- Text for analysis -
- Opening Delimiter -

Implement event-driven UART coroutine

jserv · jserv · commit a6bdbd008464 · 2025-11-02T13:34:13.000+08:00
This fixes boot failure and CPU spinning issues in SMP mode through
hybrid polling strategy that dynamically switches between blocking and
non-blocking modes based on hart activity.
1. Event loop optimization
   - Observe hart states BEFORE resuming them
   - Conditional timer inclusion: exclude when any harts idle
   - Conditional UART inclusion: exclude when idle and not waiting
   - Always resume harts unconditionally (avoid deadlock)
2. UART coroutine support
   - Hart yields when no stdin data available
   - Event loop resumes hart when stdin becomes readable
   - Spurious wakeup handling with state re-check
3. WFI race condition fix
   - Clear in_wfi flag in interrupt handlers
   - Prevent scheduler seeing stale WFI state
   - Proper idle detection for CPU optimization
4. Coroutine state tracking
   - waiting_hart_id tracks which hart is waiting for UART
   - has_waiting_hart enables quick idle state check
   - in_wfi flag managed by interrupt injection

Performance: CPU usage reduced from 20% to 0.3% (98.5% improvement)
diff --git a/aclint.c b/aclint.c
@@ -6,10 +6,13 @@
 /* ACLINT MTIMER */
 void aclint_mtimer_update_interrupts(hart_t *hart, mtimer_state_t *mtimer)
 {
-    if (semu_timer_get(&mtimer->mtime) >= mtimer->mtimecmp[hart->mhartid])
+    if (semu_timer_get(&mtimer->mtime) >= mtimer->mtimecmp[hart->mhartid]) {
         hart->sip |= RV_INT_STI_BIT; /* Set Supervisor Timer Interrupt */
-    else
+        /* Clear WFI flag when interrupt is injected - wakes the hart */
+        hart->in_wfi = false;
+    } else {
         hart->sip &= ~RV_INT_STI_BIT; /* Clear Supervisor Timer Interrupt */
+    }
 }
 
 static bool aclint_mtimer_reg_read(mtimer_state_t *mtimer,
@@ -106,10 +109,13 @@ void aclint_mtimer_write(hart_t *hart,
 /* ACLINT MSWI */
 void aclint_mswi_update_interrupts(hart_t *hart, mswi_state_t *mswi)

- Closing Delimiter -

(Stored data records)

- Opening Delimiter -

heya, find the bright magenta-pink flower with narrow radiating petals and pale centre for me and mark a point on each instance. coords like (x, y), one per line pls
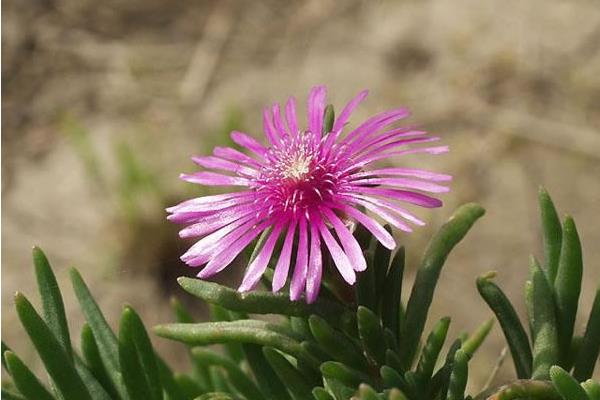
(308, 187)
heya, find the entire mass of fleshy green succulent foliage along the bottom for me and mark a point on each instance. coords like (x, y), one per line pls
(361, 343)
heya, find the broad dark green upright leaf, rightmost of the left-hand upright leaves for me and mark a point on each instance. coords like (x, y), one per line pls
(137, 360)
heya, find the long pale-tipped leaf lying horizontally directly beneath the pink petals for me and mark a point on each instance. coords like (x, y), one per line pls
(259, 302)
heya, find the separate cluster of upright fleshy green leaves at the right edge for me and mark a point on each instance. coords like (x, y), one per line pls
(552, 350)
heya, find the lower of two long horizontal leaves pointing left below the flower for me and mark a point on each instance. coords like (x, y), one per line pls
(242, 331)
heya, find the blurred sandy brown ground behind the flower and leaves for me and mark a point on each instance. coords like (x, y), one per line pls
(104, 102)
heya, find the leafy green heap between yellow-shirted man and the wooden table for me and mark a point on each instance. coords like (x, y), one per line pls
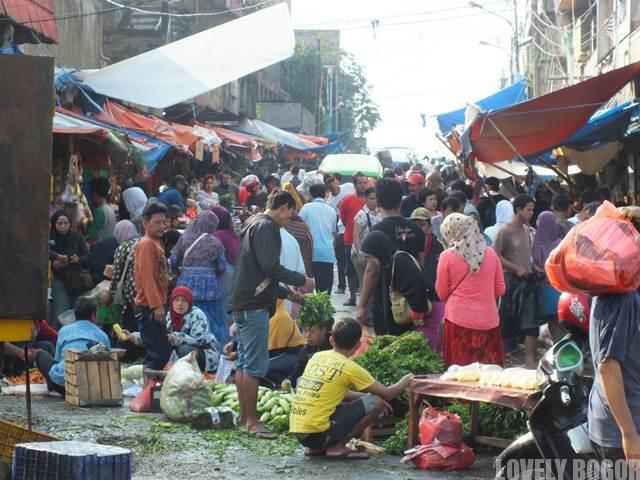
(390, 358)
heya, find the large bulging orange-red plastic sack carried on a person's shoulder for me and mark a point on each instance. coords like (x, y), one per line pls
(599, 256)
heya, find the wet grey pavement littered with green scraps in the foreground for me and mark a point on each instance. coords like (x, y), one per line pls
(164, 450)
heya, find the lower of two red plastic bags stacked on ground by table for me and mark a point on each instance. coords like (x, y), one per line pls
(441, 457)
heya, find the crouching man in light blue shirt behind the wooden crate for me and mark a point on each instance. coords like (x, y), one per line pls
(82, 334)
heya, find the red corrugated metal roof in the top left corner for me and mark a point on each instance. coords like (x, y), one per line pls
(31, 17)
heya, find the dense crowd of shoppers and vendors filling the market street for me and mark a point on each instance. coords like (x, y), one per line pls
(219, 268)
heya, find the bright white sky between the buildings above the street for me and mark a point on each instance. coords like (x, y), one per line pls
(429, 63)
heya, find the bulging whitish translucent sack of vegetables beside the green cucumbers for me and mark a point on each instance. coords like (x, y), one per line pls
(184, 390)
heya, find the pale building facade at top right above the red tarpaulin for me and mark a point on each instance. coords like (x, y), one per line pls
(573, 40)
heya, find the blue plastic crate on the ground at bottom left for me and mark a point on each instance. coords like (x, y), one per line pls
(71, 461)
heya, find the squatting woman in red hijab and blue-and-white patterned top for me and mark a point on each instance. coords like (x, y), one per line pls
(188, 330)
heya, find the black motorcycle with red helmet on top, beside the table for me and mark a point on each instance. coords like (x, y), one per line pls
(557, 440)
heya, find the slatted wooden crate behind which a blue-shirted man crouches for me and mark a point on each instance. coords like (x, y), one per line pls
(92, 379)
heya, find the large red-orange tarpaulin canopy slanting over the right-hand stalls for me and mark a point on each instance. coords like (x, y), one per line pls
(544, 122)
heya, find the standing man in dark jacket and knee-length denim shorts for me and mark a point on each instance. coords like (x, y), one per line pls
(256, 287)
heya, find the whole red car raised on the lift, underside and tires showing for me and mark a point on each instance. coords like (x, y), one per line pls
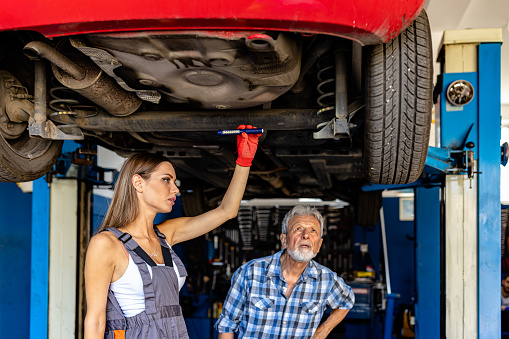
(342, 89)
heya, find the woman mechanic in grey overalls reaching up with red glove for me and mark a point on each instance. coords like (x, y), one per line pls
(132, 275)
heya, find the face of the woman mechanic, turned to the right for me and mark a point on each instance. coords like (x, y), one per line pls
(159, 192)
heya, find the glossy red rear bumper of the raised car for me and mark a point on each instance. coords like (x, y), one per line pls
(365, 21)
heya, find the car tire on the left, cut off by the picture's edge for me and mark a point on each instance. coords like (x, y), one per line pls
(22, 158)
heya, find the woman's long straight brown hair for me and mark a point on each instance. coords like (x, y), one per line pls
(124, 205)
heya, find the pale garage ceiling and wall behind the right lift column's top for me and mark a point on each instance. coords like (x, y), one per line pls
(465, 14)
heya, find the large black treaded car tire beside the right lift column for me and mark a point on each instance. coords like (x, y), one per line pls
(399, 90)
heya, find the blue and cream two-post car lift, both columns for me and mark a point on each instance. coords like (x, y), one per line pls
(457, 208)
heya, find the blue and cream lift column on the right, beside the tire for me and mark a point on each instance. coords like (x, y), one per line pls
(457, 200)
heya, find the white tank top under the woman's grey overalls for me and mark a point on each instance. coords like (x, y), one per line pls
(128, 289)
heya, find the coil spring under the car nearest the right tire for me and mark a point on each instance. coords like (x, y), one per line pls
(326, 88)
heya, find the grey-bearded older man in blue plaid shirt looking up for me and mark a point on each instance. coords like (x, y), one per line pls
(286, 294)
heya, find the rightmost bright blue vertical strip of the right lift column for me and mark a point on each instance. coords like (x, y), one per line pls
(488, 190)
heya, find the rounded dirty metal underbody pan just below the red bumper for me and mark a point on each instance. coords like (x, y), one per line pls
(201, 69)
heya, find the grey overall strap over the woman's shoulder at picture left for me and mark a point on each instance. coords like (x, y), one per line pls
(134, 248)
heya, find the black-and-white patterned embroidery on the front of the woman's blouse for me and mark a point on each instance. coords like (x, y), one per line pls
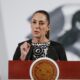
(40, 49)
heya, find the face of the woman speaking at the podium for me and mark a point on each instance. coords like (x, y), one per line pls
(39, 25)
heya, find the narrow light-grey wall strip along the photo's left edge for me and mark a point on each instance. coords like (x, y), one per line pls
(3, 49)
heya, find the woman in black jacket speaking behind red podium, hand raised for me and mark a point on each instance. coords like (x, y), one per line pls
(40, 45)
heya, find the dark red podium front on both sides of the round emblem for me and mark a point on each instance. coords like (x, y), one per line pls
(20, 70)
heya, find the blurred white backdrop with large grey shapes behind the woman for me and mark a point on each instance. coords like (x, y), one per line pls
(15, 26)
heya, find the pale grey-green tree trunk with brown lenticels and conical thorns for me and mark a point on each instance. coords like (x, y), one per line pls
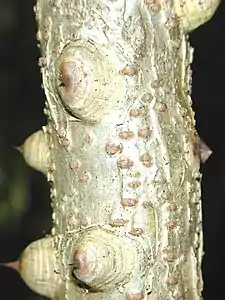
(122, 151)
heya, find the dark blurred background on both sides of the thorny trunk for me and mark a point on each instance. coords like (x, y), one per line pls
(21, 113)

- Closing Delimiter -

- List of tasks -
**a)** Using the UART coroutine commit, decide whether each statement agrees with it: (i) the commit reports CPU usage falling from 20% to 0.3%; (ii) harts are resumed only when the timer is included in the event loop; (iii) the in_wfi flag is cleared inside interrupt handlers. For each, answer yes or no and quote the words from the commit that settle it.
**b)** Write the next part of the UART coroutine commit, starting right after its final line.

- Responses by task -
**a)**
(i) Yes: "Performance: CPU usage reduced from 20% to 0.3% (98.5% improvement)".
(ii) No: "Always resume harts unconditionally (avoid deadlock)".
(iii) Yes: "Clear in_wfi flag in interrupt handlers".

**b)**
 {
-    if (mswi->msip[hart->mhartid])
+    if (mswi->msip[hart->mhartid]) {
         hart->sip |= RV_INT_SSI_BIT; /* Set Machine Software Interrupt */
-    else
+        /* Clear WFI flag when interrupt is injected */
+        hart->in_wfi = false;
+    } else {
         hart->sip &= ~RV_INT_SSI_BIT; /* Clear Machine Software Interrupt */
+    }
 }
 
 static bool aclint_mswi_reg_read(mswi_state_t *mswi,
@@ -165,10 +171,13 @@ void aclint_mswi_write(hart_t *hart,
 /* ACLINT SSWI */
 void aclint_sswi_update_interrupts(hart_t *hart, sswi_state_t *sswi)
 {
-    if (sswi->ssip[hart->mhartid])
+    if (sswi->ssip[hart->mhartid]) {
         hart->sip |= RV_INT_SSI_BIT; /* Set Supervisor Software Interrupt */
-    else
+        /* Clear WFI flag when interrupt is injected */
+        hart->in_wfi = false;
+    } else {
         hart->sip &= ~RV_INT_SSI_BIT; /* Clear Supervisor Software Interrupt */
+    }
 }
 
 static bool aclint_sswi_reg_read(__attribute__((unused)) sswi_state_t *sswi,
diff --git a/coro.c b/coro.c
@@ -607,5 +607,9 @@ bool coro_is_suspended(uint32_t slot_id)
 
 uint32_t coro_current_hart_id(void)
 {
+    /* Return sentinel value if coroutine subsystem not initialized */
+    if (!coro_state.initialized)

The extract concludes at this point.